:: Job ::
Reproduce the listing below line for line without any changes, omitting the pictures.

# # # # #

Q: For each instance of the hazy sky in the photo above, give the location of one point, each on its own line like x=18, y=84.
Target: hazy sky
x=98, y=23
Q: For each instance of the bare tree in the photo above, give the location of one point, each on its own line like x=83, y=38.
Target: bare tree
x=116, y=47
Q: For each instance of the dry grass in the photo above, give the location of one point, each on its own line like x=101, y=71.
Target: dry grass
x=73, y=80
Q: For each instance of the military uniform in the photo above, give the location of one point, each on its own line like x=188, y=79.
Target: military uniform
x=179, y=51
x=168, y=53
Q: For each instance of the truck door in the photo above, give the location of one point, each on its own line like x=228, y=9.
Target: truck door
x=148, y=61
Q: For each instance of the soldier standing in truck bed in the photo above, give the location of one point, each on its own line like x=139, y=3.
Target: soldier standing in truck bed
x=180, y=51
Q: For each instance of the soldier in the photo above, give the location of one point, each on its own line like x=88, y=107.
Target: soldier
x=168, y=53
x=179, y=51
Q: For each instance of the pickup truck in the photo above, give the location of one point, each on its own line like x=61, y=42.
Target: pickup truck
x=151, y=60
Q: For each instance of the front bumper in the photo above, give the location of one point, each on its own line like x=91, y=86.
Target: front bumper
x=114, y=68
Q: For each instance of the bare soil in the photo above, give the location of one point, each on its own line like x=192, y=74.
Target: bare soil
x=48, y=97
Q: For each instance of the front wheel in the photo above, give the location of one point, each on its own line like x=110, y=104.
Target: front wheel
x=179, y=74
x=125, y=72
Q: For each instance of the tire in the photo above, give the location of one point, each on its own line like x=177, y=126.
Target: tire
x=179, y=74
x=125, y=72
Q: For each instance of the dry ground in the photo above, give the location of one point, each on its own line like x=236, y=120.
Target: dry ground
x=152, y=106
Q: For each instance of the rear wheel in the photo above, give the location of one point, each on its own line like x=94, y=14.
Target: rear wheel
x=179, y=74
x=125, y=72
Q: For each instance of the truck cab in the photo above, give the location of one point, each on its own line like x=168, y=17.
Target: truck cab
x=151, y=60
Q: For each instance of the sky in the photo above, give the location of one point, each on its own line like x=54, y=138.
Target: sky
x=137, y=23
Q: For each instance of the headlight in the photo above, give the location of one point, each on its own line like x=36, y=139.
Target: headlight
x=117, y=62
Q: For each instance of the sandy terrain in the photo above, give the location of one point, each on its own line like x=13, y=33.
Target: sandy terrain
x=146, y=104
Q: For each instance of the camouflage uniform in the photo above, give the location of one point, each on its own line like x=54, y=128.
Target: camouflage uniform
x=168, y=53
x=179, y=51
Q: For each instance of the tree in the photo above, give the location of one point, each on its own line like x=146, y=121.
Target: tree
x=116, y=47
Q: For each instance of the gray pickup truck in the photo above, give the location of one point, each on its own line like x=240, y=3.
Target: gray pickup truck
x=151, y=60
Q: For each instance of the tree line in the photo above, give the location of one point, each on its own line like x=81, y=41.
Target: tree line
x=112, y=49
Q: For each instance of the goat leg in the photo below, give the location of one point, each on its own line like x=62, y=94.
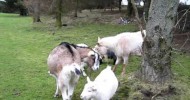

# # # # #

:: Output of the task ::
Q: For each instance of the hazy sky in the photo above, give the location of one point, each on its own line like x=18, y=84.
Target: hazy sky
x=98, y=23
Q: For each instance of the bare tree in the photo above, give the location of one point, each on its own line like x=83, y=38.
Target: bare tree
x=116, y=47
Q: For each instance of the dry grass in the photo above, give the location of one point, each on its own line like x=101, y=71.
Target: dry grass
x=73, y=80
Q: For each instance of the military uniform in the photo above, give the location of one point, each on its own line like x=188, y=79.
Target: military uniform
x=179, y=51
x=168, y=53
Q: For each instance of the truck door in the photo above, give the location of one point, each on its own line like x=228, y=9.
Target: truck door
x=148, y=61
Q: For each instance of the soldier standing in truck bed in the photo above, give the location of one point, each on its own line like x=139, y=3.
Target: soldier standing in truck bed
x=180, y=51
Q: For each instance of the soldier in the photo above, give the location of one point, each on its own line like x=88, y=107.
Target: soldier
x=168, y=53
x=179, y=51
Q: For each instance of the pickup truck in the photo above, give the location of one point, each on its own line like x=61, y=42.
Target: pickup truck
x=151, y=60
Q: For each instance of the front bumper in the photo above, give the location of one point, each on its own line like x=91, y=86.
Target: front bumper
x=114, y=68
Q: For each instance of the bare soil in the photo above, give the location of one point, each on its own line like x=192, y=74.
Target: bare soil
x=48, y=97
Q: For each instance of the front wheel in the photo above, give the location of one point, each on its own line like x=110, y=104.
Target: front wheel
x=179, y=74
x=125, y=72
Q: For each instance of the tire in the photo above, give the location of one point, each on its own line like x=177, y=126.
Target: tire
x=179, y=74
x=125, y=72
Q: For each instance of the dry ground in the photo above, give the location of one point, each on its own line like x=236, y=120.
Target: dry ground
x=152, y=106
Q: For each instance of the rear wheel in the photo above, give the location of one point, each on its own line like x=94, y=14.
Target: rear wheel
x=179, y=74
x=125, y=72
Q: For each instance of the truck cab in the photo above, give the location of one point, each on its own line like x=168, y=17.
Target: truck cab
x=151, y=60
Q: For each instance of the sky in the photo above, give the location of one point, each on its own line like x=54, y=138.
Target: sky
x=137, y=23
Q: For each instance of the headlight in the photo above, give the location of one point, each on its own line like x=36, y=139.
Target: headlight
x=117, y=62
Q: For each instance of the sandy terrain in the photo above, give the location of one point, each on its own line like x=13, y=33.
Target: sandy terrain
x=146, y=104
Q: For each instance of the camouflage uniform in the photo above, give the location of one point, each on its own line like x=54, y=128.
Target: camouflage uniform
x=168, y=53
x=179, y=51
Q: For each instance of the tree in the photo above, give the location of one point, each on its own line like x=146, y=121.
Target: tree
x=116, y=47
Q: For each instance of the gray pickup truck in the photo above, give the location of one point, each on its own line like x=240, y=3.
Target: gray pickup truck
x=151, y=60
Q: For each instance of the tree line in the photo above, give the location of one point, each on its own line like x=81, y=41.
Target: tree line
x=112, y=49
Q: For each instance of the goat leg in the photo below, give the location of one point, each on its own line like x=62, y=94.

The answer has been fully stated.